» **Texto proporcionado**
::::::::::

Demoliendo al Citizen Kane argentino
“Como Kane, mi padre fue un huérfano devenido prócer, que construye su propio monumento”, señala Olivera hijo sobre esa Xanadú vernácula que fue la mansión familiar. Y munido de viejas películas caseras en Super8, va a la búsqueda de su propio Rosebud.
No todos los días hay ocasión de filmar la demolición de la casa familiar. No cualquier vivienda proyecta la imponencia de la mansión que los Olivera poseyeron en las barrancas de San Isidro. Levantada por el patriarca en sus años de plenitud profesional y económica, y derribada años atrás para construir vaya a saber qué en el lugar en que estaba emplazada, no abundan moradas con el poder representativo de ésta. Tanto poder que, debiendo haberse llamado La casa, la película se llama La sombra. La sombra que el padre –el self-made man criollo Héctor Olivera– echó toda la vida sobre su hijo Javier, quien no tuvo mejor idea que dedicarse a la misma actividad que dio a aquél toda su fama, poder y dinero: el cine. Es mediante el cine que el hijo narra, ahora, la deconstrucción de esa sombra. O su demolición.
El material con que cuenta Olivera (h) le permite narrar la historia de la familia, la de la casa y la del padre. Metros y metros de Super8 registrados por Fernando Ayala, amigo y socio de toda la vida de su padre, desde el momento mismo en que Héctor Olivera se pasea entre los bastidores de lo que será más tarde una mansión de magnate de Hollywood. Su Xanadú: desde el off, Javier Olivera no duda en ver en su padre una versión nativa del ciudadano Kane, antes que el equivalente de un John Ford, Howard Hawks o cualquier cineasta clásico. Dejando de lado La Patagonia rebelde y alguna otra, es posible que la figura de Héctor Olivera, que fundó tempranamente su propia compañía (la famosa Aries, que todavía existe) se haya correspondido más con la de un productor, un poderoso empresario cinematográfico, que con la de un director de cine. “Como Kane, mi padre fue un huérfano devenido prócer, que construye su propio monumento”, señala el hijo, y va a la búsqueda de su Rosebud.

::::::::::

» **Por hacer**
Transcribe sin cambios el pasaje del texto sobre la película La sombra que va desde "Demoliendo al Citizen" hasta "su propio Rosebud.". El listado no interviene en absoluto en este ejercicio.

::::::::::

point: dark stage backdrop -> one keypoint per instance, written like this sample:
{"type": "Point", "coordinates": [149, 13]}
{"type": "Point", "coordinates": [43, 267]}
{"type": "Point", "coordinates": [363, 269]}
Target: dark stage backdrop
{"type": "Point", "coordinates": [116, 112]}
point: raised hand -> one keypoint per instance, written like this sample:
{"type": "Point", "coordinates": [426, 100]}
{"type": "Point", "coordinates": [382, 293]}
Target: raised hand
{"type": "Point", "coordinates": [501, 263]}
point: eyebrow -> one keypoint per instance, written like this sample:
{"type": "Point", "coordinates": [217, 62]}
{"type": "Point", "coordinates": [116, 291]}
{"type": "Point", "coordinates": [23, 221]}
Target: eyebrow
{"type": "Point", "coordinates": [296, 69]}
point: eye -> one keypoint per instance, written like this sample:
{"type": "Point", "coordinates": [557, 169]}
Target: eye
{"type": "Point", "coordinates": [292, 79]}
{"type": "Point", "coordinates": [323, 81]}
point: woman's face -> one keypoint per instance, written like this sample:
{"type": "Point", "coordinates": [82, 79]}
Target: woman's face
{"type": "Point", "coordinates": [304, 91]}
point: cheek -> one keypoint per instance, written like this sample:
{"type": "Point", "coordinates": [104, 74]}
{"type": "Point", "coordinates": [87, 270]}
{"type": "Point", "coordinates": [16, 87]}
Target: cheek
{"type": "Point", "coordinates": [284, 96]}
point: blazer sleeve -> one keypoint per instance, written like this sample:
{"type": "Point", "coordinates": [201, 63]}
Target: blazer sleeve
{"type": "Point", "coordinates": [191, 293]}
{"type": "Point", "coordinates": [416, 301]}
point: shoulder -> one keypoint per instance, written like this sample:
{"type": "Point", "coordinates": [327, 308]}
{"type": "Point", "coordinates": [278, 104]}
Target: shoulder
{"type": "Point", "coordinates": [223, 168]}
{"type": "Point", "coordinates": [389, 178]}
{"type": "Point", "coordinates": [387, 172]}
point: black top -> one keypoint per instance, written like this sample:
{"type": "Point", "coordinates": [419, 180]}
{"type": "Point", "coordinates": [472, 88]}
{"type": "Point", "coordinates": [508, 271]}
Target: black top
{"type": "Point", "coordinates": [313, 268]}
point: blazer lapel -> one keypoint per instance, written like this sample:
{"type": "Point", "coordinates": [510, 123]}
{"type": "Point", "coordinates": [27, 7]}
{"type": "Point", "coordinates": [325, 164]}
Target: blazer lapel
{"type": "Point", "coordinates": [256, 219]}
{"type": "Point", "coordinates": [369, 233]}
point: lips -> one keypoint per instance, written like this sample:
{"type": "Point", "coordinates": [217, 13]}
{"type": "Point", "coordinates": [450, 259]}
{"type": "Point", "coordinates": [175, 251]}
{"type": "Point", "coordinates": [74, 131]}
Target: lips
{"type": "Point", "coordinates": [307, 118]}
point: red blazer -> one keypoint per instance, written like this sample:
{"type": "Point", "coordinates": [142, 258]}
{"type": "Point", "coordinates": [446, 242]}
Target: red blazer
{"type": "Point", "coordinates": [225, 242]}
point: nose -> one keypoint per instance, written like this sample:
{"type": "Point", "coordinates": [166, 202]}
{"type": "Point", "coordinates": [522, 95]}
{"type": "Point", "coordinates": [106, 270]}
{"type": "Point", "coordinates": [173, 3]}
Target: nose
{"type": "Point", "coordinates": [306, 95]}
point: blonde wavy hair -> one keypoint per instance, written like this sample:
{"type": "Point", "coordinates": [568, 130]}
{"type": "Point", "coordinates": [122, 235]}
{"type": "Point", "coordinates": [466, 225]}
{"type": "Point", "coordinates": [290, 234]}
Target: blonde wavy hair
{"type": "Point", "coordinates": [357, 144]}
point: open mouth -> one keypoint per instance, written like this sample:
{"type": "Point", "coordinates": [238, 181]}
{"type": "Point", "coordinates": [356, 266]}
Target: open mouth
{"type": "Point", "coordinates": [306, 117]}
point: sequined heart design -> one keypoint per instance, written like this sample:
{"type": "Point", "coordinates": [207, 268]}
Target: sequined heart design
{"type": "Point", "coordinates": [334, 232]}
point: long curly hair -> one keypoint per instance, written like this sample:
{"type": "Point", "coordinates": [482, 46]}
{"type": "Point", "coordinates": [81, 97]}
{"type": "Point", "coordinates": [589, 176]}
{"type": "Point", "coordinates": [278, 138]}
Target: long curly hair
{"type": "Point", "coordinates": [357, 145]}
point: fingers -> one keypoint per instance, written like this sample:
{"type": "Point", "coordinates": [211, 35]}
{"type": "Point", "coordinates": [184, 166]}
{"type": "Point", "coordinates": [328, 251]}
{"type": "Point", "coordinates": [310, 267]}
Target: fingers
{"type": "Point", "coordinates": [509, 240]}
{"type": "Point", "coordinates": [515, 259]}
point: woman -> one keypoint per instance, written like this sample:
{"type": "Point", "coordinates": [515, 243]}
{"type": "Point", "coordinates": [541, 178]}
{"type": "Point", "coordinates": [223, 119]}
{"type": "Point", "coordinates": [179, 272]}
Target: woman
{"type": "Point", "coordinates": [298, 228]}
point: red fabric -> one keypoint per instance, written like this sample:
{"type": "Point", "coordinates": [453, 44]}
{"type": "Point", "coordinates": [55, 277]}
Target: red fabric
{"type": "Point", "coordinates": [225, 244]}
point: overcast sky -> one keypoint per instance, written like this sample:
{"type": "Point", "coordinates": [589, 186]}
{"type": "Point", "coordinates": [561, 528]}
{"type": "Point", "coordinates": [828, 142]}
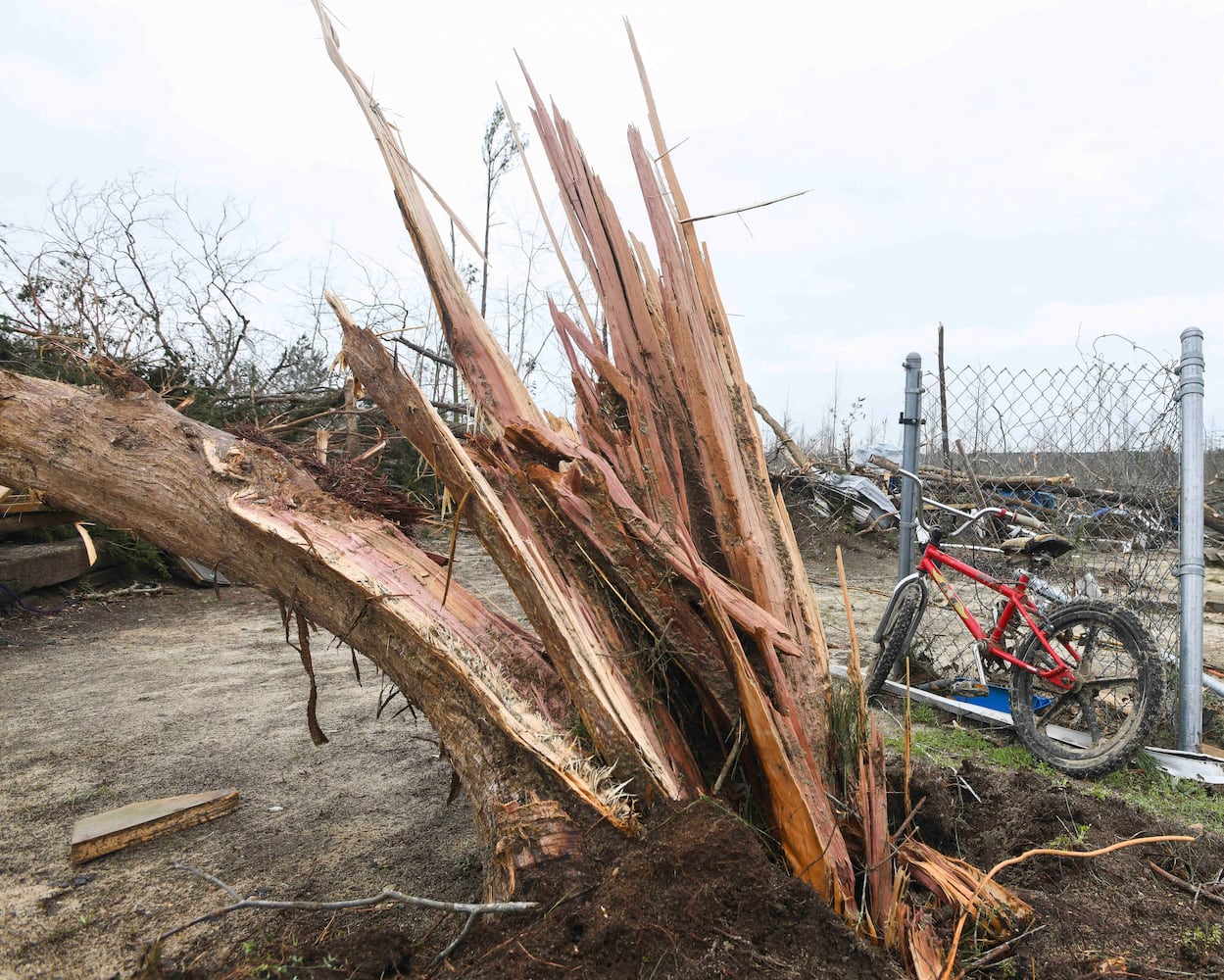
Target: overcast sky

::::::::::

» **Tu respuesta**
Demoliendo al Citizen Kane argentino
“Como Kane, mi padre fue un huérfano devenido prócer, que construye su propio monumento”, señala Olivera hijo sobre esa Xanadú vernácula que fue la mansión familiar. Y munido de viejas películas caseras en Super8, va a la búsqueda de su propio Rosebud.